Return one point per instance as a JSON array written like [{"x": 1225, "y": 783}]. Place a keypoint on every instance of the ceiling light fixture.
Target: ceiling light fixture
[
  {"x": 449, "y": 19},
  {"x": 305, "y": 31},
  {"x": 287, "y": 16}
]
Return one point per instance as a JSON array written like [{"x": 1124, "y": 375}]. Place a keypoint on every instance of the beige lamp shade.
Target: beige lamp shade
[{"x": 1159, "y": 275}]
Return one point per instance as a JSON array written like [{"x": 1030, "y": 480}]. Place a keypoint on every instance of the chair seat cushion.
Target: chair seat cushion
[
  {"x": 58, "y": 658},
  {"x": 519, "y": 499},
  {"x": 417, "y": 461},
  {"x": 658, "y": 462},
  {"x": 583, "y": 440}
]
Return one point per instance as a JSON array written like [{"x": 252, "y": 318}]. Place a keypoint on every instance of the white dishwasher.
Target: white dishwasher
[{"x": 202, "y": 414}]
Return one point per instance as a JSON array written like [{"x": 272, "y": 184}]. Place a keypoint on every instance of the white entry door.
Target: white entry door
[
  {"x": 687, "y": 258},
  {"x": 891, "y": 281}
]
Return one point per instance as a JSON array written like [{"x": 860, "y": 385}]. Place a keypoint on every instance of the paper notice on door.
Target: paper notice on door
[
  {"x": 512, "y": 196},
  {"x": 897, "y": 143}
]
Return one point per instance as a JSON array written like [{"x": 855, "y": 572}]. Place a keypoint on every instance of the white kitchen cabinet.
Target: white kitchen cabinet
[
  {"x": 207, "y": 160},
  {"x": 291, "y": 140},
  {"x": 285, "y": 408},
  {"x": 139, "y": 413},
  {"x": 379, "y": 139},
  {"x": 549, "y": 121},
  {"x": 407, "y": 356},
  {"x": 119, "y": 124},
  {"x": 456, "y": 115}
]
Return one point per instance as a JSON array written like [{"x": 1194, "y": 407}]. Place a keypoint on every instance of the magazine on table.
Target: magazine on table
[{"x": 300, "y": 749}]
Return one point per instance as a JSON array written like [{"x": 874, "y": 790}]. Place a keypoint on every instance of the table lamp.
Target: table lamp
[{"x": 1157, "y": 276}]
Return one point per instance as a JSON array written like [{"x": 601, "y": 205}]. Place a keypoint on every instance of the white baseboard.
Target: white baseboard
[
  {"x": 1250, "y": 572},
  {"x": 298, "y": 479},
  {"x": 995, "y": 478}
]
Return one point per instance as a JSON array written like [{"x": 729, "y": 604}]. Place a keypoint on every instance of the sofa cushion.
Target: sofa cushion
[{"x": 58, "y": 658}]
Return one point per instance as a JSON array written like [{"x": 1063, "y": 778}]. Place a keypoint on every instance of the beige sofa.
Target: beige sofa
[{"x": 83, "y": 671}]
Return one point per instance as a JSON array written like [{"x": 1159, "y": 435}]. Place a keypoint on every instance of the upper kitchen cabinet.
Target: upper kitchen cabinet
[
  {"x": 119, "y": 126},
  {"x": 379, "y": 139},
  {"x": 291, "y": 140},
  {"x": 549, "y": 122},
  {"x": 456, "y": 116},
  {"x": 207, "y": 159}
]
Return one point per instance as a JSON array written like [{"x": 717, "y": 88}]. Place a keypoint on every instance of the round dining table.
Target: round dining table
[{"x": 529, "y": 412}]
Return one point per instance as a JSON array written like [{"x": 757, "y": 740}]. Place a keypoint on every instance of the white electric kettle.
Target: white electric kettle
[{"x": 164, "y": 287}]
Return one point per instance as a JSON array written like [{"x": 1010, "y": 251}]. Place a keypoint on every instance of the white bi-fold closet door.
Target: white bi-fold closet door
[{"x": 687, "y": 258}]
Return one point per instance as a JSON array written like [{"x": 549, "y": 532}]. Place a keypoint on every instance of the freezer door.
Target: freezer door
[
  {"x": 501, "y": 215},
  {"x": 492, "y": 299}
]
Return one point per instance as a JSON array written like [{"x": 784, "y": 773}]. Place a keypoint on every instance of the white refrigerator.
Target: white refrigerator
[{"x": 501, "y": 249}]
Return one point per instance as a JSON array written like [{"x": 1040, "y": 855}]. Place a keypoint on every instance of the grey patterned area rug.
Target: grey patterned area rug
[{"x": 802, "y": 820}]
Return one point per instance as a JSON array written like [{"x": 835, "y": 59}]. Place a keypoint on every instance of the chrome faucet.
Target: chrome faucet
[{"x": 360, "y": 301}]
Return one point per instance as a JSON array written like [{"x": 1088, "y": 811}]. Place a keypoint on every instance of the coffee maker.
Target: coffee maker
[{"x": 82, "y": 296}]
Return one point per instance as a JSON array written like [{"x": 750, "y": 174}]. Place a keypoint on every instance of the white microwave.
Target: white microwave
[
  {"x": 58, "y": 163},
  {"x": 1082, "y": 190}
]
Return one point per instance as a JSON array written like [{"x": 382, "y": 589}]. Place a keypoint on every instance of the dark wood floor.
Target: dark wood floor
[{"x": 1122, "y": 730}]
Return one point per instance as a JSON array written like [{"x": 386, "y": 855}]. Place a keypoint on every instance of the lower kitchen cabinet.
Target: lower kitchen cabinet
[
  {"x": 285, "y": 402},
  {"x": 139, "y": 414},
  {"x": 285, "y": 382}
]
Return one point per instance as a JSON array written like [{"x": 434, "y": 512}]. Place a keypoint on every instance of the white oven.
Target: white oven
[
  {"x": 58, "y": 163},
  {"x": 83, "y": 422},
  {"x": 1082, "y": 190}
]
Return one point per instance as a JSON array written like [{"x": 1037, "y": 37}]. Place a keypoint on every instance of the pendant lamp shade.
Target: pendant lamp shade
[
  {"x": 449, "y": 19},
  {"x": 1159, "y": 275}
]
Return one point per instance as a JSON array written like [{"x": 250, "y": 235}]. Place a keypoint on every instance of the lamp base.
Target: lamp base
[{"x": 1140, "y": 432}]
· · ·
Extract exactly the lines between the line containing "patterned area rug." and the end of the data, including both.

> [Correct output]
Return one point per instance as a JSON array written like [{"x": 1040, "y": 855}]. Place a keypoint on every instance of the grey patterned area rug.
Target: grey patterned area rug
[{"x": 802, "y": 820}]
Return one point per instance as a JSON array written like [{"x": 835, "y": 59}]. Place a keypoint on every instance of the chrome faucet.
Target: chrome faucet
[{"x": 360, "y": 301}]
Return one point per instance as a JSON array written like [{"x": 1088, "y": 811}]. Place a keypoint on every instance of the coffee maker.
Target: coffee maker
[{"x": 82, "y": 296}]
Return one point per instance as a JSON array written like [{"x": 750, "y": 174}]. Place a keypoint on every instance of the white microwave.
Target: white microwave
[
  {"x": 58, "y": 163},
  {"x": 1082, "y": 190}
]
Return one point per instance as a JSON array written like [{"x": 382, "y": 589}]. Place a keypoint on every instance of the dark wood floor.
Target: dark wood floor
[{"x": 1122, "y": 730}]
Return one point per instance as a JSON array written like [{"x": 386, "y": 855}]. Place a keypoint on every instance of the lower kitchen cabinet.
Target: lower kitchen cabinet
[
  {"x": 285, "y": 402},
  {"x": 139, "y": 414},
  {"x": 285, "y": 382}
]
Return one point per instance as a JSON array written like [{"x": 434, "y": 512}]. Place a keypoint on every instance of the white oven.
Target: white oven
[
  {"x": 58, "y": 163},
  {"x": 83, "y": 422},
  {"x": 1082, "y": 190}
]
Return one point per instance as a JSON array written like [{"x": 1037, "y": 37}]. Place a keypoint on every instance of the pendant lamp shade.
Target: pendant lamp shade
[
  {"x": 449, "y": 19},
  {"x": 1159, "y": 275}
]
Return one point per instance as a JSON array written like [{"x": 250, "y": 235}]. Place a keypoint on every instance of the lamp base.
Target: lamp base
[{"x": 1140, "y": 432}]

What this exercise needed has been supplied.